Stored items from a collection
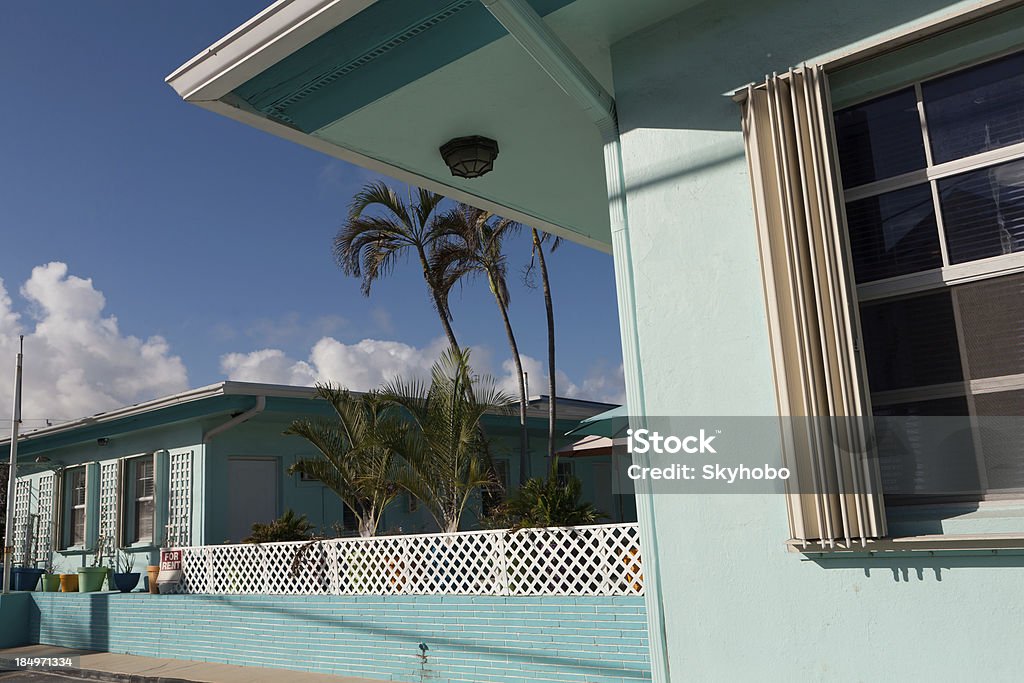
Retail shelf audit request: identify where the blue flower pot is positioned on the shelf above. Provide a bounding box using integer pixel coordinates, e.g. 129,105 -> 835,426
12,567 -> 44,591
112,572 -> 141,593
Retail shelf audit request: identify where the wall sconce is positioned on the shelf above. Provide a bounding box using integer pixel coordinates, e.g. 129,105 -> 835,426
439,136 -> 499,178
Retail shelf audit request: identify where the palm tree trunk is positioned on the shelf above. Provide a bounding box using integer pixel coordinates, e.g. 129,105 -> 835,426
491,282 -> 530,484
532,229 -> 557,478
416,247 -> 462,352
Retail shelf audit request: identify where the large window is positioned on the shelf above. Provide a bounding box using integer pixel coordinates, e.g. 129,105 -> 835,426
124,455 -> 155,544
65,468 -> 87,549
834,50 -> 1024,501
131,456 -> 154,548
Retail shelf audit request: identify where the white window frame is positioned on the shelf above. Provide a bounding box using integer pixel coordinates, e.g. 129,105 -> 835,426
123,454 -> 156,546
61,466 -> 88,551
833,49 -> 1024,502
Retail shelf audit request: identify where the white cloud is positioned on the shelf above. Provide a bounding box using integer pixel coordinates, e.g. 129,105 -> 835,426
0,263 -> 189,433
223,339 -> 625,405
221,337 -> 450,391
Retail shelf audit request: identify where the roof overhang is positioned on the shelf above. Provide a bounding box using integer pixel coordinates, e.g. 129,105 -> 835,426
168,0 -> 703,251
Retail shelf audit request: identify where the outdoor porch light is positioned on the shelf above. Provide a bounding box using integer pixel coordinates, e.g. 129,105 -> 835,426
439,136 -> 499,178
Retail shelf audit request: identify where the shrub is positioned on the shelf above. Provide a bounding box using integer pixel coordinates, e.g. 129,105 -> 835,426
244,509 -> 314,543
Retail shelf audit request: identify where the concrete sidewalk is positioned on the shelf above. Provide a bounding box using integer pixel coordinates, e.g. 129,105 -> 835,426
0,645 -> 393,683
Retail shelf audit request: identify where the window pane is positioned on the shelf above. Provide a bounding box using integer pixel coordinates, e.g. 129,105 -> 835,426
834,88 -> 927,188
72,508 -> 86,547
955,273 -> 1024,379
860,290 -> 963,392
923,51 -> 1024,164
136,459 -> 154,498
938,158 -> 1024,264
71,470 -> 86,506
874,398 -> 980,497
135,499 -> 154,543
973,391 -> 1024,493
846,184 -> 941,282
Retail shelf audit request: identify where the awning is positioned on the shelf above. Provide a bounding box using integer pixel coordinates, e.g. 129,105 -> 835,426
565,405 -> 628,437
556,435 -> 626,458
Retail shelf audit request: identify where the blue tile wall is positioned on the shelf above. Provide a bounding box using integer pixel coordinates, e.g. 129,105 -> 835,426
26,593 -> 650,683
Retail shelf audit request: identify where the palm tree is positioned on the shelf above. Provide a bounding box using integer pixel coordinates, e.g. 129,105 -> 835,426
285,385 -> 404,537
432,204 -> 530,484
381,347 -> 514,533
525,228 -> 561,476
334,181 -> 461,351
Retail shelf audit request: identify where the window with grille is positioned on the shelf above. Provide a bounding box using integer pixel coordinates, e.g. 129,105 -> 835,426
556,460 -> 574,486
124,455 -> 155,544
833,50 -> 1024,502
65,467 -> 87,549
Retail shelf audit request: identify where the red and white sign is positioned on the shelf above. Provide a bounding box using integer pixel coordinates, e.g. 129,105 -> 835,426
157,549 -> 183,592
160,549 -> 182,571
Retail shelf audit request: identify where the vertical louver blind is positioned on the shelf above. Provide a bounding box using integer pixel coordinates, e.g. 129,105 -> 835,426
740,66 -> 887,547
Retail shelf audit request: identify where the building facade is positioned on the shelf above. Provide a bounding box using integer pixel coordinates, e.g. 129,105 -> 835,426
5,381 -> 621,573
165,1 -> 1024,679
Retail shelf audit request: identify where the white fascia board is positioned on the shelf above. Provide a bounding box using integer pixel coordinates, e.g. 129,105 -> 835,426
194,98 -> 613,253
166,0 -> 376,102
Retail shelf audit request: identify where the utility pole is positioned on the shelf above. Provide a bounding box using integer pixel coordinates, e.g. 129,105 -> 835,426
2,336 -> 24,594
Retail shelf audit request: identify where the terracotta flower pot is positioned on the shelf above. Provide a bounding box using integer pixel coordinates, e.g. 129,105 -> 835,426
147,565 -> 160,594
59,574 -> 79,592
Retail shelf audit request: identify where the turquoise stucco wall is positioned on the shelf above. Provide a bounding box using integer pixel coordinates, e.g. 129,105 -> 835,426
608,0 -> 1024,680
26,592 -> 650,683
14,422 -> 203,574
202,410 -> 626,542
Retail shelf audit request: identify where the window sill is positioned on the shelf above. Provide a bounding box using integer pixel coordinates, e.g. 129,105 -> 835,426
788,500 -> 1024,555
789,532 -> 1024,556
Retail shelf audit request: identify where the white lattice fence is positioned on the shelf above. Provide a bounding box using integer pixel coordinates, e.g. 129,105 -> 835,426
99,462 -> 118,547
172,523 -> 643,597
11,479 -> 31,565
168,450 -> 193,546
35,473 -> 54,563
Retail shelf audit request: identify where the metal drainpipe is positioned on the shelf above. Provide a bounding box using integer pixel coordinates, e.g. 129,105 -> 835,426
202,395 -> 266,444
477,3 -> 669,681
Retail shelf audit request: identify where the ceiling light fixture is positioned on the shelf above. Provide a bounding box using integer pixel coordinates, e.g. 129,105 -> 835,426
439,136 -> 499,178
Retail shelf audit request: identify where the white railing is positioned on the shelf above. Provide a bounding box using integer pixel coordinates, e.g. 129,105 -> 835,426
171,523 -> 643,596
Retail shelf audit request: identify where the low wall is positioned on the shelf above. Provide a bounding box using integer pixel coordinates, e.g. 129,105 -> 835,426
0,593 -> 31,648
27,592 -> 651,683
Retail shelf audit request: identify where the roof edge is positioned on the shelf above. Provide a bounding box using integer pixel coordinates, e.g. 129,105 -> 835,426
166,0 -> 377,102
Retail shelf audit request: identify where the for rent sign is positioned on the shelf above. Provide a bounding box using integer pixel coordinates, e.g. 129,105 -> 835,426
157,549 -> 183,593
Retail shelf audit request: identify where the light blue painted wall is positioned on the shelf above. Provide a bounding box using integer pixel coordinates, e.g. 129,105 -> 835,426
27,593 -> 650,683
608,0 -> 1024,679
15,422 -> 202,574
0,593 -> 31,648
202,411 -> 628,542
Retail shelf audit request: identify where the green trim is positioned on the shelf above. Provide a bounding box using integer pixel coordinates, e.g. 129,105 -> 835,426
232,0 -> 574,133
8,395 -> 253,460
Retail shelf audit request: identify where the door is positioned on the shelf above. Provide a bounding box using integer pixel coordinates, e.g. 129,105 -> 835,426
227,457 -> 279,542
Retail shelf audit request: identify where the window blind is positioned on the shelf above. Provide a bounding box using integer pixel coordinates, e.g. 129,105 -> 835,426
740,66 -> 887,547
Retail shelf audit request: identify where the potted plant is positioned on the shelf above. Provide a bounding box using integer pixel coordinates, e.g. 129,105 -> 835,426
111,548 -> 140,593
41,561 -> 61,592
78,535 -> 110,593
11,565 -> 44,591
58,573 -> 79,592
145,564 -> 160,594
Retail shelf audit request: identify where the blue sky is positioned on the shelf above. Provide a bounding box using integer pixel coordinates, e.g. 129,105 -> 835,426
0,1 -> 623,427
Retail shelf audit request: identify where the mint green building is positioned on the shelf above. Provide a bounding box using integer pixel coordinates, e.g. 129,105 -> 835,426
4,381 -> 619,574
166,0 -> 1024,679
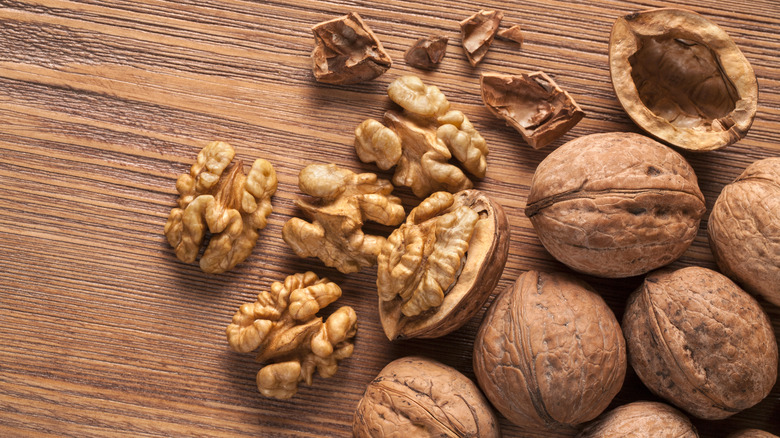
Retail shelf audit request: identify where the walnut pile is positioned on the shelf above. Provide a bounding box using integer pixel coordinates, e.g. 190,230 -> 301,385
226,271 -> 357,399
282,163 -> 406,273
164,141 -> 277,274
355,75 -> 488,197
577,401 -> 698,438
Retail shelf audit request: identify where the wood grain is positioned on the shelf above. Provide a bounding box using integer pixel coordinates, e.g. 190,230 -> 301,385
1,0 -> 778,437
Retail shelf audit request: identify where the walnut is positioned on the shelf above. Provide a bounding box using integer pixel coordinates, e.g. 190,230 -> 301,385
481,71 -> 585,149
524,132 -> 706,278
623,266 -> 778,420
577,402 -> 699,438
609,9 -> 757,151
311,12 -> 392,85
728,430 -> 780,438
404,35 -> 448,69
282,163 -> 406,274
226,271 -> 357,399
353,356 -> 500,438
497,24 -> 523,45
473,270 -> 626,431
355,75 -> 488,197
377,190 -> 509,340
459,10 -> 503,66
164,141 -> 277,274
708,157 -> 780,307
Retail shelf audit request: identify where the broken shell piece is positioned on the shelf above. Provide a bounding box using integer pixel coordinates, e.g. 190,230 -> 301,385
481,71 -> 584,149
460,10 -> 503,66
404,35 -> 449,69
497,25 -> 523,45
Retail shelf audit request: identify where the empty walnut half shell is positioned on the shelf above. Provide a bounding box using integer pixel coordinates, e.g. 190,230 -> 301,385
609,8 -> 757,151
377,190 -> 509,340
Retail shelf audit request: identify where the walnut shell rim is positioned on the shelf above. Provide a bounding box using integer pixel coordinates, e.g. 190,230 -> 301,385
609,8 -> 757,151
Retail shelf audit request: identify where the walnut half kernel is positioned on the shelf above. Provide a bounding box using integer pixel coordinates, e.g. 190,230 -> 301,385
377,189 -> 509,340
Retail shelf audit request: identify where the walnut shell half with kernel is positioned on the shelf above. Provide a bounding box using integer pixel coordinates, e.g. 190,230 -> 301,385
609,8 -> 757,151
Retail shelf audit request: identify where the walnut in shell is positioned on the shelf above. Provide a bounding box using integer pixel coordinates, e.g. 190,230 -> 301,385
377,190 -> 509,340
708,157 -> 780,307
577,401 -> 698,438
460,10 -> 503,66
623,266 -> 778,420
524,132 -> 706,278
609,8 -> 757,151
727,430 -> 780,438
353,356 -> 500,438
473,270 -> 626,431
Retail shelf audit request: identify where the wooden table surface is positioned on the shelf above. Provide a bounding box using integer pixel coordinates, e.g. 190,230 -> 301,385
1,0 -> 779,436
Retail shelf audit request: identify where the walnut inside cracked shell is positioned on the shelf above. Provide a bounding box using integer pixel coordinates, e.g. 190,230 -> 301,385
623,266 -> 778,420
226,271 -> 357,399
577,401 -> 698,438
460,10 -> 503,66
164,141 -> 277,274
378,190 -> 509,340
609,8 -> 757,151
353,356 -> 500,438
282,163 -> 406,274
481,71 -> 585,149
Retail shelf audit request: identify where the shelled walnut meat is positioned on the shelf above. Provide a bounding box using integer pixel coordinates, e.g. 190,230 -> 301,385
226,272 -> 357,399
609,8 -> 757,151
460,10 -> 503,66
623,266 -> 778,420
474,270 -> 626,431
164,141 -> 277,274
524,132 -> 706,278
708,157 -> 780,307
282,163 -> 406,274
377,190 -> 509,340
353,356 -> 500,438
577,401 -> 699,438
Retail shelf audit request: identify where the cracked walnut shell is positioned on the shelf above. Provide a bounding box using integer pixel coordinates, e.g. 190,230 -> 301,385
460,10 -> 503,66
164,141 -> 277,274
353,356 -> 500,438
525,132 -> 705,278
623,266 -> 778,420
226,271 -> 357,399
378,190 -> 509,340
577,401 -> 698,438
474,270 -> 626,430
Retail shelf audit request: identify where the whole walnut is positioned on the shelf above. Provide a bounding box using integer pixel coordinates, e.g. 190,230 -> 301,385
353,356 -> 500,438
524,132 -> 705,278
473,270 -> 626,431
708,157 -> 780,307
577,401 -> 698,438
623,266 -> 778,420
727,430 -> 780,438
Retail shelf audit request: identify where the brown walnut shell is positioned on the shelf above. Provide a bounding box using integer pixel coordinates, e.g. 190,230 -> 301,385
524,132 -> 706,278
577,401 -> 698,438
623,266 -> 779,420
473,270 -> 626,431
708,157 -> 780,307
609,8 -> 757,151
353,356 -> 500,438
378,190 -> 509,340
727,430 -> 780,438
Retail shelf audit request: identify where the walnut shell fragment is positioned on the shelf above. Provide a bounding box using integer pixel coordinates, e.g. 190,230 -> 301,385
577,401 -> 698,438
609,8 -> 757,151
164,141 -> 277,274
378,190 -> 509,340
623,267 -> 778,420
708,157 -> 780,307
226,272 -> 357,399
474,270 -> 626,431
282,163 -> 406,274
311,12 -> 392,85
481,71 -> 584,149
404,35 -> 448,69
353,356 -> 500,438
497,25 -> 523,45
524,132 -> 706,278
460,10 -> 503,66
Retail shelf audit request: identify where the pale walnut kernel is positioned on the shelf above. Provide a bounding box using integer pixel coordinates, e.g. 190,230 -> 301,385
354,119 -> 402,170
387,75 -> 450,118
437,110 -> 487,178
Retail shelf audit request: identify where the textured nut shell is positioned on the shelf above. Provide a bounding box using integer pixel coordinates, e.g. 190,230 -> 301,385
577,401 -> 698,438
623,267 -> 778,420
379,190 -> 509,339
353,356 -> 500,438
473,270 -> 626,430
708,157 -> 780,307
727,429 -> 780,438
609,8 -> 757,151
525,132 -> 705,278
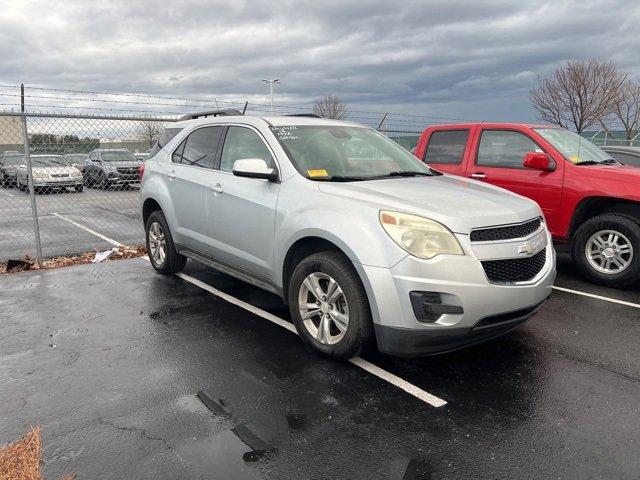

Problem statement
The final stretch of the data, from the line with "Retail shelf audit request: identify where the brown" through its last line, is to be retyped exactly; pictures are not part of the copy.

Reply
Retail shelf audit request: identify where the brown walnut shell is positioned on the shelf above. Provide a bounding box using integer pixel coordinates, e.g. 190,230 -> 301,385
524,132 -> 706,278
577,401 -> 698,438
623,266 -> 779,420
473,270 -> 626,431
708,157 -> 780,307
609,8 -> 757,151
353,356 -> 500,438
378,190 -> 509,340
727,430 -> 780,438
Retail shelf audit request: identify where the walnut shell fragment is positioned on the shelf above. Provide a bounding box using integer pixel coordinates, e.g. 190,230 -> 301,385
577,401 -> 698,438
609,8 -> 757,151
164,141 -> 277,274
378,190 -> 509,340
623,267 -> 778,420
708,157 -> 780,307
226,272 -> 357,399
474,270 -> 626,431
282,163 -> 406,274
311,12 -> 392,85
481,71 -> 584,149
404,35 -> 448,69
353,356 -> 500,438
497,25 -> 523,45
524,132 -> 706,278
460,10 -> 503,66
Retail shelf audit request: identify where the pale walnut kernel is positioned on the shelf above. Provide a bounding box using integer pixel coordinates, e.g. 190,230 -> 301,385
354,119 -> 402,170
387,75 -> 450,118
437,110 -> 487,178
Retail shelf audit request: identify where the textured nut shell is positioned on the shelf above. Provide a bounding box using integer pixel coordinates, e.g. 190,230 -> 301,385
577,401 -> 698,438
623,267 -> 778,420
379,190 -> 509,339
353,356 -> 500,438
473,270 -> 626,430
708,157 -> 780,307
727,429 -> 780,438
609,8 -> 757,151
525,132 -> 705,278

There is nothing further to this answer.